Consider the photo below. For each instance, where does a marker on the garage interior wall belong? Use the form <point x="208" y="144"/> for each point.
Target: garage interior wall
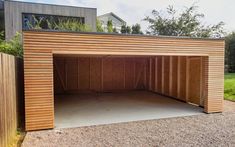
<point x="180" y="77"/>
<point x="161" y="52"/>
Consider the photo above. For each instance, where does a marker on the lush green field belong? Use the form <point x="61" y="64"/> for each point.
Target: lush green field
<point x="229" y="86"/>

#### [DIRECTIVE]
Rewrite all of the records above, changing every "marker" to "pin" and keeping everything else unchanged. Leave the pictures out of your version.

#### [SOLVED EXERCISE]
Consider the photo below. For each instance, where does a pin on the garage interior wall belong? Use the form <point x="208" y="144"/> for each point.
Target: garage interior wall
<point x="180" y="77"/>
<point x="161" y="52"/>
Consider the photo above. For each instance, where does a pin on the lush green field belong? Use the form <point x="61" y="64"/> for each point.
Target: lush green field
<point x="229" y="86"/>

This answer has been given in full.